APPLY WHAT YOU READ.
• 1. Translate this sentence from the comment thread into Spanish: "I don’t need to be all things to all people."
• 2. Please rewrite the stretch of the comment thread from "Best of fortune" through "way to address.", changing "venture" to "business".

EXCERPTED PASSAGE.
·····

  1. Tom
    December 25, 2019 at 5:55 pm Reply

    I have been blessed with the trust of my clients. They trust me with quiet discernment to provide active listening, clarifying questions, an acknowledgement of tasks that are in my area of expertise or a suggestion of someone who might provide better assistance. I don’t need to be all things to all people. Just yesterday, a former client responded to a marketing inquiry. He noted that his firm is pursuing a project, internally, along the lines of my expertise. In my response I applauded the efforts and noted that with his leadership, he was additionally growing employee engagement. There are many other prospects that I can serve in early 2020. I will keep checking back with him to take “some gasoline to his roaring fire,” as needed. Some gifts can be delivered at mid-year, too.

    • David A. Fields
      December 25, 2019 at 8:24 pm Reply

      Discernment is, of course, one of the great gifts any consultant can possess and offer. That, plus the awareness and willingness to turn down projects that are not in our wheelhouse, are evidence you approach your clients Right-Side Up–with their best interests firmly in mind. That’s a great lesson for all of us, Tom, and I appreciate you sharing it.

  2. Kevin Wallace
    December 25, 2019 at 6:30 pm Reply

    I meet people who have dreams (ambitions) for their business and I help them realise them.

    • David A. Fields
      December 25, 2019 at 8:26 pm Reply

      Helping others achieve their goals is a noble purpose, Kevin. That’s at the heart of what we do in consulting and I appreciate you letting me and other readers know your vision.

  3. Nick
    December 25, 2019 at 7:44 pm Reply

    Launching a new practice in Jan 2020 based upon my 30+ years of starting and scaling companies. The program focuses on helping owners build successful profitable sustainable businesses that work without them! I see too many “owners” who leave a job only to create a new one for themselves often without realizing they are the bottleneck standing in the way of their success. Time to give back from life’s journey…

    • David A. Fields
      December 25, 2019 at 8:28 pm Reply

      Best of fortune with your new venture, Nick! Sharing three decades of experience, lessons and wisdom is a model of giving back. Kudos to you, and thanks for announcing your intentions to me and other readers.

  4. Mike Ryan
    December 26, 2019 at 8:52 am Reply

    The gift I give to my clients is in pointing out (in a constructive way) the “opportunities for improvement” (aka their “flaws”) that they might know are there, but don’t have a clear way to address.

    TL:DR Helping clients see and action their “blind spots”

    For example, I worked with a manufacturing client where 100% of the machine drawings sent to production were incomplete. *Everyone* knew how painful it was, but didn’t know how to resolve it. The VP actually saw it as a point of pride, that the employees could “figure it out”. I helped him see how much time was wasted in production vs. the small investment in time his team needed to complete the machine drawings.

    The VP accepted, and actioned, the feedback. His team was seen as being adaptable, and the lives of everyone in production became easier.
·····
MATERIAL PROVIDED.
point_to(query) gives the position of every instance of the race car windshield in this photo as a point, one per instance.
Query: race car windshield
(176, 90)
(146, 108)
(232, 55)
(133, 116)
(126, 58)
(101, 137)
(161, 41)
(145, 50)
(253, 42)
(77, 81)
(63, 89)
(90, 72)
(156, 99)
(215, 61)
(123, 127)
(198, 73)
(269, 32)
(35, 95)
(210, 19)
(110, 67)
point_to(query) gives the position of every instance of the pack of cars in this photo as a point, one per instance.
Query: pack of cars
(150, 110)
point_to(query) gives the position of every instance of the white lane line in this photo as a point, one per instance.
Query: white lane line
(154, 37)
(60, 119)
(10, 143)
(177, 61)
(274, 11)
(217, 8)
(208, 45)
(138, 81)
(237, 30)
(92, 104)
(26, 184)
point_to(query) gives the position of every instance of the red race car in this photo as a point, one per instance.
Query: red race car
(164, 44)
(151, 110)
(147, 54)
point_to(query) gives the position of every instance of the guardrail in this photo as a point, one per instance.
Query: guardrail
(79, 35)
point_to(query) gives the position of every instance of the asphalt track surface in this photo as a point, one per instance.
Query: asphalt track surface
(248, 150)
·····
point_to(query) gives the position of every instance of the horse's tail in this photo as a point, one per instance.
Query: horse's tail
·····
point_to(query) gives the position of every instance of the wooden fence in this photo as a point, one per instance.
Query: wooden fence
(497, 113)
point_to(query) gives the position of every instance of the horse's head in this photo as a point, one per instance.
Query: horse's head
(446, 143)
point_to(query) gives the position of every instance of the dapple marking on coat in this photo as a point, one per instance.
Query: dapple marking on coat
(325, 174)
·····
EXPECTED RESPONSES.
• 1. No necesito serlo todo para todo el mundo.

• 2.
Best of fortune with your new business, Nick! Sharing three decades of experience, lessons and wisdom is a model of giving back. Kudos to you, and thanks for announcing your intentions to me and other readers.

  4. Mike Ryan
    December 26, 2019 at 8:52 am Reply

    The gift I give to my clients is in pointing out (in a constructive way) the “opportunities for improvement” (aka their “flaws”) that they might know are there, but don’t have a clear way to address.